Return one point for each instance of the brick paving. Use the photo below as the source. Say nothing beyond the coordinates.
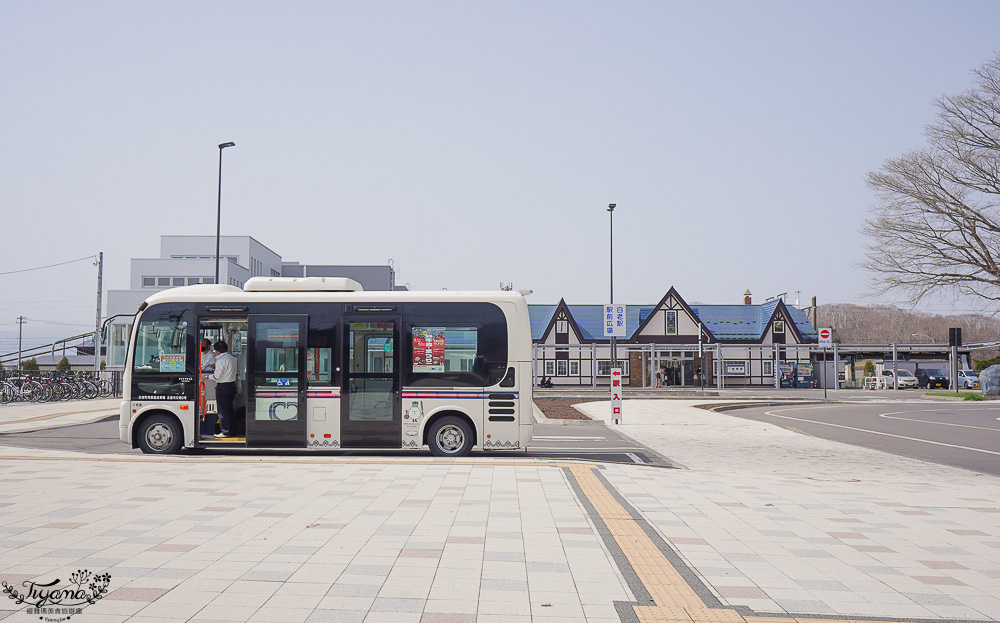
(760, 522)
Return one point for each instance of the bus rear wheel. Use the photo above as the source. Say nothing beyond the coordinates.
(160, 434)
(450, 436)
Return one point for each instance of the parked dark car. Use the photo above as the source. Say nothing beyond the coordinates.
(932, 377)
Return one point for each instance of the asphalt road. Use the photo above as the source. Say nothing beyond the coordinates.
(960, 434)
(594, 443)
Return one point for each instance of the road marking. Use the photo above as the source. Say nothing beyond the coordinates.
(875, 432)
(566, 437)
(576, 449)
(55, 415)
(889, 415)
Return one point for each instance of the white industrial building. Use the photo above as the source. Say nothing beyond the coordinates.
(190, 260)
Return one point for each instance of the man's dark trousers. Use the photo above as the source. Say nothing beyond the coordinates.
(225, 393)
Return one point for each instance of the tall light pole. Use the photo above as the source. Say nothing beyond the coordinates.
(97, 326)
(611, 230)
(218, 218)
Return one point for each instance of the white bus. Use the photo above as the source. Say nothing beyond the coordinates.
(324, 365)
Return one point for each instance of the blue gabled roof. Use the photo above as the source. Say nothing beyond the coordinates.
(730, 322)
(540, 315)
(806, 330)
(725, 322)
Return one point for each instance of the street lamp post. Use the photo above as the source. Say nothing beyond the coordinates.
(218, 217)
(611, 230)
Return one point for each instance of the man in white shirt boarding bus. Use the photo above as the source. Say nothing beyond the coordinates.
(225, 386)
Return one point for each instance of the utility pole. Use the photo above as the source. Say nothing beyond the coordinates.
(97, 325)
(20, 322)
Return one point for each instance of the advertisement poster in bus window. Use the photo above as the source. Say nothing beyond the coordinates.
(428, 349)
(172, 363)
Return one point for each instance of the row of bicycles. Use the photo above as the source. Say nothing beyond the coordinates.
(24, 388)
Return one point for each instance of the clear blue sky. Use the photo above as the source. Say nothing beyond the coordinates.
(470, 142)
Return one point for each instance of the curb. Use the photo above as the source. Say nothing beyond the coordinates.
(541, 419)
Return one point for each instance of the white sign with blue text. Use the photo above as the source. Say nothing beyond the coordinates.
(614, 321)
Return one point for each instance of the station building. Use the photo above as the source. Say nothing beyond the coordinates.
(672, 343)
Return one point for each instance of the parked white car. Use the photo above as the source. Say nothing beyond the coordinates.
(906, 379)
(968, 379)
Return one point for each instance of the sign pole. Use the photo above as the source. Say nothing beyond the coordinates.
(825, 341)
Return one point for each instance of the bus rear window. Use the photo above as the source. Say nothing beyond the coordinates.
(161, 346)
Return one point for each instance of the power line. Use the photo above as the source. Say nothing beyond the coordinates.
(25, 270)
(65, 324)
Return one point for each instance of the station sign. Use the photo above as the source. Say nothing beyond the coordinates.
(616, 395)
(614, 320)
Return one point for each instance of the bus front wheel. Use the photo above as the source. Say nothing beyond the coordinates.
(450, 436)
(160, 434)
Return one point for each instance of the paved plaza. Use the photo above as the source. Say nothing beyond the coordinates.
(757, 524)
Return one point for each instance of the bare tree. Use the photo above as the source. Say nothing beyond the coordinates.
(936, 226)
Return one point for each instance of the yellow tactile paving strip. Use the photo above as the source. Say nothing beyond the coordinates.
(676, 601)
(229, 458)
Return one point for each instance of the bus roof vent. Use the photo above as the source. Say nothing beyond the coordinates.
(301, 284)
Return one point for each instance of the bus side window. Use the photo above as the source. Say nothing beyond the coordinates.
(494, 344)
(320, 367)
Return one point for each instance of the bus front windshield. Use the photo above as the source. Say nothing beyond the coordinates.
(161, 346)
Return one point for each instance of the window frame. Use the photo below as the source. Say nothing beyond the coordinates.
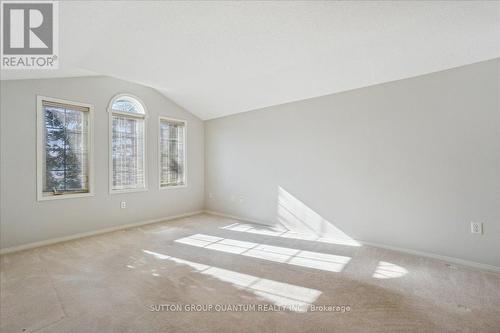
(171, 187)
(144, 116)
(40, 121)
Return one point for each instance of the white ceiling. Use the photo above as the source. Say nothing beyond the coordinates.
(221, 58)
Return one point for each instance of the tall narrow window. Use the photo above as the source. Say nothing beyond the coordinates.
(172, 152)
(128, 144)
(64, 148)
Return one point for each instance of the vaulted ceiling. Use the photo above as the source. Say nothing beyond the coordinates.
(221, 58)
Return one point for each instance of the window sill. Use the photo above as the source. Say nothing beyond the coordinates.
(131, 190)
(63, 196)
(172, 187)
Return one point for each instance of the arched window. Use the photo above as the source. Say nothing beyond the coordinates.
(127, 160)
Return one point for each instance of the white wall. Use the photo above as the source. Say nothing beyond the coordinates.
(24, 220)
(407, 164)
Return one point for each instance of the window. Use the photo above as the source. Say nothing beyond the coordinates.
(64, 149)
(172, 146)
(127, 144)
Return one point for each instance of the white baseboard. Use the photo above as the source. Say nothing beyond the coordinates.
(93, 233)
(453, 260)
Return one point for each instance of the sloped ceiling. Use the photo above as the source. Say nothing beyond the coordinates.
(221, 58)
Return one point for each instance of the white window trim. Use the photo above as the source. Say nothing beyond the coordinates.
(171, 187)
(110, 142)
(40, 148)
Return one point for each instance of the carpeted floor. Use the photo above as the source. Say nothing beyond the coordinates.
(256, 280)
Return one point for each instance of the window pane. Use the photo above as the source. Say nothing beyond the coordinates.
(65, 139)
(172, 150)
(127, 153)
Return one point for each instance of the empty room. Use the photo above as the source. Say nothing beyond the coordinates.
(250, 166)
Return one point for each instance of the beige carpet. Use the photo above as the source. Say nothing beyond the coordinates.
(113, 282)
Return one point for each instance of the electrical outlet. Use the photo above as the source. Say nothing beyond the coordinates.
(476, 227)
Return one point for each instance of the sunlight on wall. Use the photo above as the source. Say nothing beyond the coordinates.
(309, 259)
(387, 270)
(278, 293)
(295, 216)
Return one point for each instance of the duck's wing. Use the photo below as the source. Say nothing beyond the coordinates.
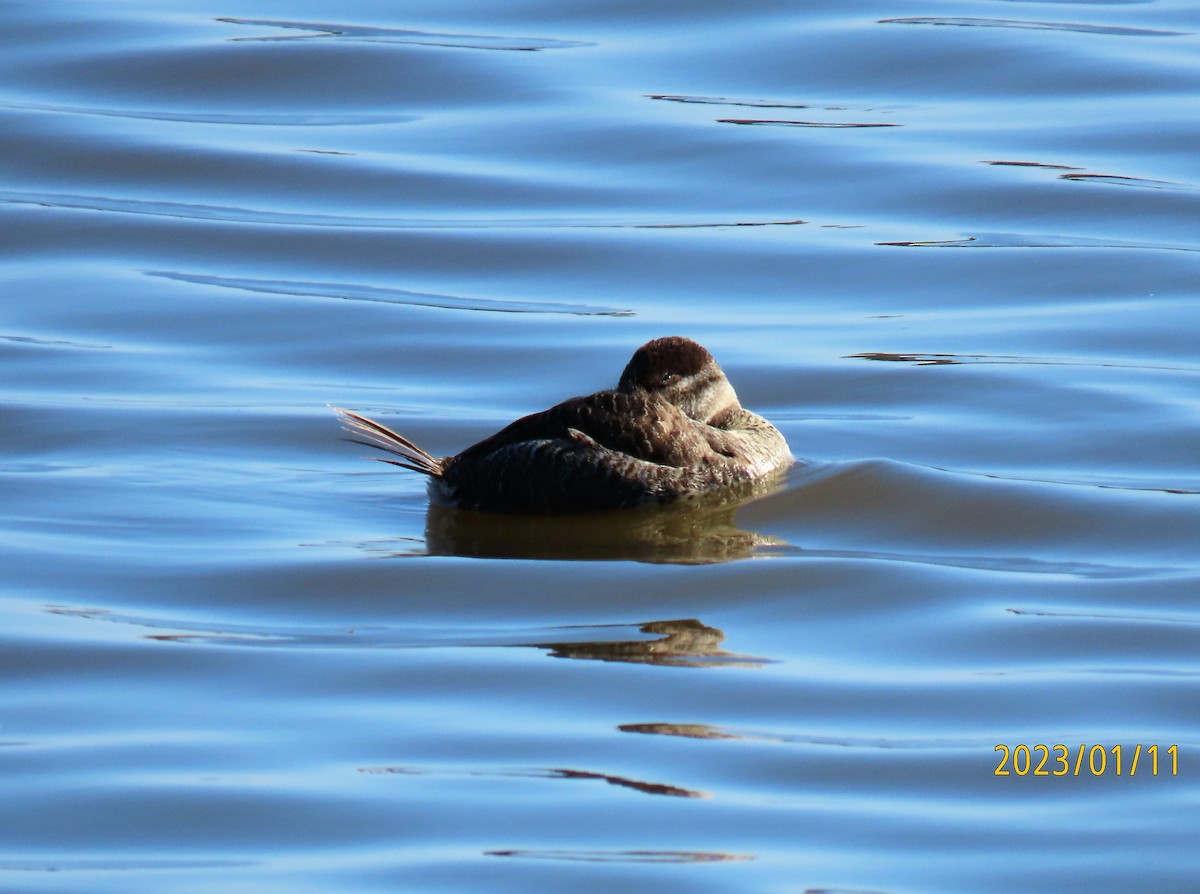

_Task goal_
Locate every line in the data above that contains the word "rear", and copy each such line in full.

_Answer to this exercise_
Return one point for each instance of the bus rear wheel. Use the photo above as the source. Say nothing beyond the coordinates.
Return one point for each instance of the bus rear window. Use the photo above as the source. Say nothing beyond the coordinates.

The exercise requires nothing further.